### [Exercício proposto a]
Apresente como lista JSON de strings, uma por linha e sem linhas em branco, as linhas das entradas que vão da linha que contém "grazing black cow in the picture above?" até o fim das entradas, incluindo ambas as extremidades.
##### Texto selecionado
Acontece, porém, que, durante estes quatro apaixonantes meses de trabalho, que tantos são os da precária vida de "A RUA", nós nunca tivemos ocasião de enfrentar o Governo por ser de Esquerda; quase humilhantemente, tivemos de nos limitar a censurá-lo por se mostrar incapaz, mesmo à luz dos próprios princípios, de resolver qualquer dos mais pequenos problemas nacionais. As grandes questões doutrinárias tivemos de as esquecer — tão estúpida e néscia se mostrou persistentemente a prática governativa esquerdista ao longo do tempo que nos publicámos. A bondade dos nossos princípios surdiu espontaneamente da incapacidade prática dos adversários, uns de governarem o País, os outros de se achegarem à governação, por via eleitoralista, mesmo com o nosso apoio explícito ou implícito.
Chegámos agora à situação de continuarmos a ser governados por quem nos levou à falência, e de não encontrarmos na Assembleia da República nenhum grupo que, programaticamente, possa ser considerado como alternativa válida para o caos existente. Os que, de certa maneira facilmente provável e a provar no devido tempo, procuraram o nosso apoio, tratam-nos agora como inimigos, atraídos que estão pela hipótese de se instalarem no poder, não por via das eleições em que participaram, mas da vitória provável em eleições estrangeiras de partidos com os quais, para terem apoio internacional e episcopal, reivindicam algumas afinidades.
Apesar da maior parte das personalidades que constituem o novo Governo terem já dado provas da sua real incapacidade político-administrativa, nós estamos dispostos a conceder a este elenco ministerial o maior crédito possível. Precisamos angustiosamente de um Governo que governe e, face à promessa formal do Primeiro-Ministro de suster a epilepsia revolucionária que nos tem vitimado, e de não avançar muito mais nos atentados ao que é essencial ao nosso conceito de sociedade política, vamos tentar, criticando embora, ser verdadeiramente complacentes, escusando-nos a participar no jogo geral das oposições parlamentares que esperam da ruína do País a ruína eleitoral do Partido Socialista e, portanto, a sua gloriosa futura vitória eleitoral, nas inevitáveis eleições que a queda de sucessivos Governos inevitavelmente provocará.
Temos sobre os partidos a vantagem de não sermos partido e, por agora ao menos, não pretendermos vir a sê-lo. Estamos pragmaticamente com todos os que pretendem apenas a reconstituição do País, para além dos postulados ideológicos que norteiam cada um. Negamo-nos peremptoriamente a deixarmo-nos partidarizar para clarificar o horizonte político, ou satisfazer os complexos da esquerda dos habilidosos que, apesar de pessoalmente vencidos, insistem nos erros tácticos e estratégicos que os conduziram a claras posições de mediocridade política, apesar dos nossos esforços.
A Direita pretende a revolução profunda da vida social e política dos portugueses que nem a Revolução do 28 de Maio, nem a do 25 de Abril, conseguiram fazer. Avaliado o contexto geopolítico em que nos inserimos, e bem valoradas as suas consequências geoestratégicas na gestão de Portugal, considera no entanto absolutamente indispensável que a sua revolução se faça no quadro do mais estrito respeito pela Constituição.
##########
### [Exercício proposto b]
Segundo o texto selecionado, por que motivo os autores se dispõem a conceder o maior crédito possível ao novo Governo? Responda em uma a três frases.
##### Dados da tarefa
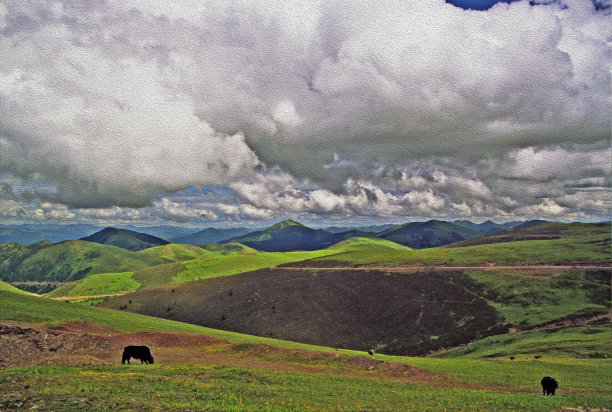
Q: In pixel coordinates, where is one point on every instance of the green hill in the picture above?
(421, 235)
(5, 287)
(67, 261)
(125, 239)
(75, 259)
(542, 231)
(289, 235)
(229, 248)
(574, 243)
(210, 235)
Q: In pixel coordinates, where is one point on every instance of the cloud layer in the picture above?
(382, 108)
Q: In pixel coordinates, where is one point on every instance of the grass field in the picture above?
(580, 244)
(218, 387)
(242, 375)
(465, 384)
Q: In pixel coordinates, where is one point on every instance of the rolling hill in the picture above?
(125, 239)
(289, 235)
(485, 227)
(421, 235)
(353, 309)
(210, 235)
(75, 259)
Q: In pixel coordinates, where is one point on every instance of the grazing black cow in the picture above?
(137, 352)
(548, 385)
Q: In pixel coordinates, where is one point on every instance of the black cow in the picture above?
(137, 352)
(548, 385)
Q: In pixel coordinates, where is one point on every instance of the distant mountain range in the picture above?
(283, 236)
(126, 239)
(290, 235)
(420, 235)
(210, 235)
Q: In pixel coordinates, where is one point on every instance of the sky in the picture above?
(234, 112)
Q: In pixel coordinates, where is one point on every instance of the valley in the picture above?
(463, 324)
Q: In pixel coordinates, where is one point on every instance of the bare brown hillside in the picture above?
(396, 313)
##########
### [Solução a]
[
  "Q: In pixel coordinates, where is one point on every instance of the grazing black cow in the picture above?",
  "(137, 352)",
  "(548, 385)",
  "Q: In pixel coordinates, where is one point on every instance of the black cow in the picture above?",
  "(137, 352)",
  "(548, 385)",
  "Q: In pixel coordinates, where is one point on every instance of the distant mountain range in the picture above?",
  "(283, 236)",
  "(126, 239)",
  "(290, 235)",
  "(420, 235)",
  "(210, 235)",
  "Q: In pixel coordinates, where is one point on every instance of the sky in the picture above?",
  "(234, 112)",
  "Q: In pixel coordinates, where is one point on every instance of the valley in the picture above?",
  "(463, 324)",
  "Q: In pixel coordinates, where is one point on every instance of the bare brown hillside in the picture above?",
  "(396, 313)"
]

### [Solução b]
Precisam angustiosamente de um Governo que governe. Além disso, o Primeiro-Ministro prometeu formalmente suster a epilepsia revolucionária e não avançar muito mais nos atentados ao que é essencial ao seu conceito de sociedade política.